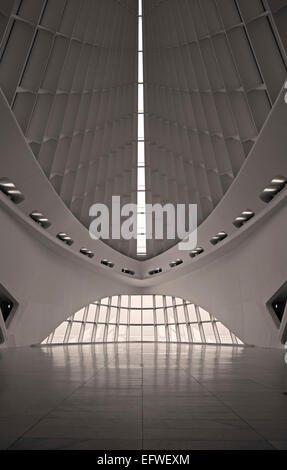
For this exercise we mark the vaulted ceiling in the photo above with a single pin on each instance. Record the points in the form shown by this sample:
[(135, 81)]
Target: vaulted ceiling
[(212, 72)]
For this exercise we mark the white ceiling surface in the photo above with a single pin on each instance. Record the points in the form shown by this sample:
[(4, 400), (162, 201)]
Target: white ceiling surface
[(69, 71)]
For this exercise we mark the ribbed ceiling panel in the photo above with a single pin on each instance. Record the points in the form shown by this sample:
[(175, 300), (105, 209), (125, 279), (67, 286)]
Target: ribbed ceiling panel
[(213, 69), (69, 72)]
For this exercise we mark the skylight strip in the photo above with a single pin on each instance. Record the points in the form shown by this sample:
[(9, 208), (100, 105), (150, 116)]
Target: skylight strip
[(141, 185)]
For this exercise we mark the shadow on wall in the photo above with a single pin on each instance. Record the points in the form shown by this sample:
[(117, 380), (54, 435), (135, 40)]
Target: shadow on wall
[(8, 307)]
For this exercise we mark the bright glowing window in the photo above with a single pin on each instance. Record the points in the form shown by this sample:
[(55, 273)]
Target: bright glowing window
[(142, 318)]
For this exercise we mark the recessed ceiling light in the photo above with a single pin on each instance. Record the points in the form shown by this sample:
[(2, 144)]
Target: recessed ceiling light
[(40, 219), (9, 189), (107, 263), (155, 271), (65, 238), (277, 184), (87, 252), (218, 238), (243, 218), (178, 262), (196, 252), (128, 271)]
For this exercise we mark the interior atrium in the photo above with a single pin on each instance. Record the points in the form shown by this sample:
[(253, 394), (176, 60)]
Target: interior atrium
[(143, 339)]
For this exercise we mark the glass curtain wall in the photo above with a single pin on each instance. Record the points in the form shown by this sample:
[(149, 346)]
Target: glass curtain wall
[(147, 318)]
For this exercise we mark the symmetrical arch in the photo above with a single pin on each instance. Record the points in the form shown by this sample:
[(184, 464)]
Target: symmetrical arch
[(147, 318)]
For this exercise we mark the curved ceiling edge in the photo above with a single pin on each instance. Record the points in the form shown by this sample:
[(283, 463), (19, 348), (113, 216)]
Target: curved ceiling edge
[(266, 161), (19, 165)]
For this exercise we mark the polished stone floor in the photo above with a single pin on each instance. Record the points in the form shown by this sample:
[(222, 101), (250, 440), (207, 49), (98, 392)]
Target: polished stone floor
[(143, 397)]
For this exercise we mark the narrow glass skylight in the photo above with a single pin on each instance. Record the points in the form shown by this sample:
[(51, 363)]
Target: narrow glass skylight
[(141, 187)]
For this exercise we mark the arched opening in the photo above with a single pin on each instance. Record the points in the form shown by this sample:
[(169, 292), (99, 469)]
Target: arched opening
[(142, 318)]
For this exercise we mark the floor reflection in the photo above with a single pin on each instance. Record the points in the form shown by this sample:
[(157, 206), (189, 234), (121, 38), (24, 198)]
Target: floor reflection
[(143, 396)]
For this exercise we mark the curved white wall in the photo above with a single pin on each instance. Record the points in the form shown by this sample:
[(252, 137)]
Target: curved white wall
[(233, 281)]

Work instructions: Look above for the line that holds "For this exercise we mark the interior", then copy it and each line after it exactly, through the last line of the data.

Output for this exercise:
For this exercise we mark the interior atrium in the photo above with a single pin on each instance. Record the points in the form shown by this sample:
[(253, 394), (176, 60)]
Target: interior atrium
[(143, 339)]
For this exercise we mark the glass curtain wall in the photo above with a single pin on each instance. Record the points in the form shown by this sample:
[(149, 346)]
Target: glass curtain wall
[(147, 318)]
For this exercise we mark the symmetrical arch in the photo above with a single pin on each instance. Record the points in the form shown by this sample:
[(184, 464)]
Target: symmetrical arch
[(147, 318)]
For this exercise we mark the curved ceiling edge in the photo above with a single pin on each instance. Record the points in the form shown by this sample:
[(283, 463), (19, 348), (113, 216)]
Target: curved ceiling edge
[(266, 161), (19, 165)]
For this exercise we mark the polished stone floor in the photo above with a single pin on each instance. Record the points in the form shown by this sample:
[(222, 101), (250, 440), (207, 49), (98, 392)]
Target: polished stone floor
[(143, 397)]
For this exercise we mark the narrow glass skylight in the photo above with a single pin on each instance. Record the points in the form shown by this sample:
[(51, 363)]
Target: narrow glass skylight
[(141, 187)]
For this exercise we mark the arched opening in the photo above with a single pin on each instance. Record the points in the form shown by this sample:
[(169, 292), (99, 469)]
Target: arched opening
[(142, 318)]
For this exercise we mark the floor reflection in the photo above with a single pin on each instance. Record the points in the form shown by this sample:
[(157, 206), (189, 234), (121, 38), (24, 198)]
Target: floor reflection
[(143, 396)]
For this exercise we mark the curved white wall in the photo above with a single pin on each instance. Record the points in the form shown by this sample:
[(252, 137)]
Target: curved white wall
[(233, 281)]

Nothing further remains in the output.